Top of EXERCISE DATA
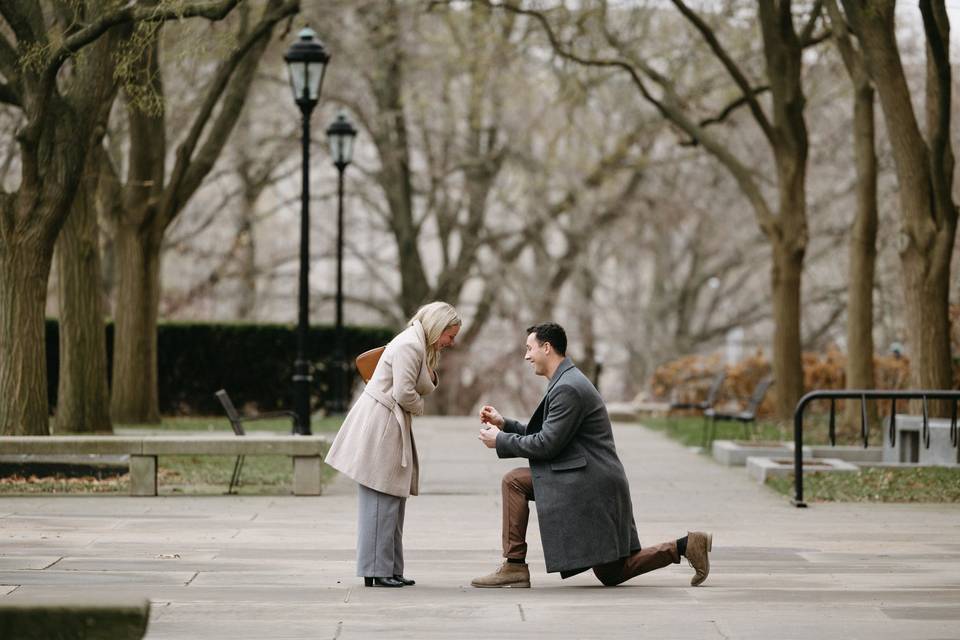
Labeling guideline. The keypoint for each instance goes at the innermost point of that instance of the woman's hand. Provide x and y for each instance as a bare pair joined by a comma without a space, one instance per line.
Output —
489,415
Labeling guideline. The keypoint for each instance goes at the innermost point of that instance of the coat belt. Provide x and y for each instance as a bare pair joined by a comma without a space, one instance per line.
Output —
391,404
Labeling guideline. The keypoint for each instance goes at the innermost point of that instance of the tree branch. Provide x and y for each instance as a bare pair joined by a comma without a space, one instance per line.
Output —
9,63
738,77
9,96
235,75
212,10
733,106
938,103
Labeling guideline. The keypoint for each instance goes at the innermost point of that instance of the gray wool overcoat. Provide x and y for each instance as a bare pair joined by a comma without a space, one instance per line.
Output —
581,491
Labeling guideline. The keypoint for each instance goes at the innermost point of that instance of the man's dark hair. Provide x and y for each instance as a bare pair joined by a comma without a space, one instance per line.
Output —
552,333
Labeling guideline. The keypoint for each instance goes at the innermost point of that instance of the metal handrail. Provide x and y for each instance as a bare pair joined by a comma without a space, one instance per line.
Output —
863,395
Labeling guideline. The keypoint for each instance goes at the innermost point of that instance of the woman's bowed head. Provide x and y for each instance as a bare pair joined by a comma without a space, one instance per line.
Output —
441,324
375,445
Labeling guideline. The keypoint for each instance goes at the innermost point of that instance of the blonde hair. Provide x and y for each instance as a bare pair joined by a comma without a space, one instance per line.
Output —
436,317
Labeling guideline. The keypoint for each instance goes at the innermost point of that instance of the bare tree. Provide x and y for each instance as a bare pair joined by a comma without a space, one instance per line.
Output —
925,168
61,112
785,224
151,199
863,236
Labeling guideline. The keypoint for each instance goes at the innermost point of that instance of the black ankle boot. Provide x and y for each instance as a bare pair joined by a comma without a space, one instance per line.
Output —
382,582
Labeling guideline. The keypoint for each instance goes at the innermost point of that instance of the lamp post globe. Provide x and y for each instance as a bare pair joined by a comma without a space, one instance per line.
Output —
340,135
307,65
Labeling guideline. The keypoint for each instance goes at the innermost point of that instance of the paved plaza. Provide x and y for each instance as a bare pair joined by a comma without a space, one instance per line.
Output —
283,567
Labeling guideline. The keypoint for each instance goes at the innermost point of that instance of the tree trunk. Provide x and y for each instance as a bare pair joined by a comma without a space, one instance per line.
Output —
83,398
134,392
863,256
787,362
247,257
926,296
25,265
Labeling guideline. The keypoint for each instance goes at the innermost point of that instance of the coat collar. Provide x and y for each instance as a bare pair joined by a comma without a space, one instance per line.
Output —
565,365
419,332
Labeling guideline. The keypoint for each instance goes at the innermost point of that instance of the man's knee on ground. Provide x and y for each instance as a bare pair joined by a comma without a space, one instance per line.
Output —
510,478
607,576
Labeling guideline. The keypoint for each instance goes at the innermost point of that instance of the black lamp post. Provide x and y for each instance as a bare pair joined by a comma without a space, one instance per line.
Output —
340,134
307,63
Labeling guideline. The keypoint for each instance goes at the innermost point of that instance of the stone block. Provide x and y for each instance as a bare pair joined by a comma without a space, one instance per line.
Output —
734,453
143,475
851,453
761,468
307,475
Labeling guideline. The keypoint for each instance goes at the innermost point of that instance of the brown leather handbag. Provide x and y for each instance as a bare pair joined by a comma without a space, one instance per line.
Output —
367,362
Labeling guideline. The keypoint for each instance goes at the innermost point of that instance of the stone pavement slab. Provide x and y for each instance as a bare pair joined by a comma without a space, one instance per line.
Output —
238,567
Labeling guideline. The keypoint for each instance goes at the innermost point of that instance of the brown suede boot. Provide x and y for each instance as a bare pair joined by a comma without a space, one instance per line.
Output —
699,545
509,574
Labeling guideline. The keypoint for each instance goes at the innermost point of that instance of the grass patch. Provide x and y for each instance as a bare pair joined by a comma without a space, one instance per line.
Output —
213,424
917,484
189,475
688,430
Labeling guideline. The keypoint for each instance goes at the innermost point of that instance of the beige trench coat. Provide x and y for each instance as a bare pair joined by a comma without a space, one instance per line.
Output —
375,444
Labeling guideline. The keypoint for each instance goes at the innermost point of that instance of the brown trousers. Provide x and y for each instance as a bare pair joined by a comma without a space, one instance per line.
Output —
517,489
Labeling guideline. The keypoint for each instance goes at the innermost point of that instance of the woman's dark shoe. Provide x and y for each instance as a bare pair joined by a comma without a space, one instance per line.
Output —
382,582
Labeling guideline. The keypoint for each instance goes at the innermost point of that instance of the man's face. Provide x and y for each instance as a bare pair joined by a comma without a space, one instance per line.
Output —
537,354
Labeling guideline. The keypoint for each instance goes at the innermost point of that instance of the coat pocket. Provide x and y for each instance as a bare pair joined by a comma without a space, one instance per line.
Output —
569,464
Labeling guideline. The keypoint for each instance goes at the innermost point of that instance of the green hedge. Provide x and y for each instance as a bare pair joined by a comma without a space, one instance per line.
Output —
253,362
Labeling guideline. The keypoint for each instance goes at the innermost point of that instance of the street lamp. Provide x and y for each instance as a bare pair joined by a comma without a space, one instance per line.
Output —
340,134
307,63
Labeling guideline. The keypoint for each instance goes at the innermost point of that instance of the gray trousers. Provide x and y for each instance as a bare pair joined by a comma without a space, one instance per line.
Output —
379,533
Bottom of EXERCISE DATA
BRIEF => Search the entries above for the string "hair". Copy each line in which it appears.

SOLUTION TO THIS EXERCISE =>
Labeling guideline. The keypoint for each instance goes at the innermost point of that instance of the man's dark hair. Provide x and y for each instance as a bare pair joined by a comma without a space, one instance per line.
Labeling guideline. The keypoint for each instance goes at the innermost point of that instance of the blonde hair. Provide x and y for each instance as a bare pair joined by a comma without a space, one instance per line.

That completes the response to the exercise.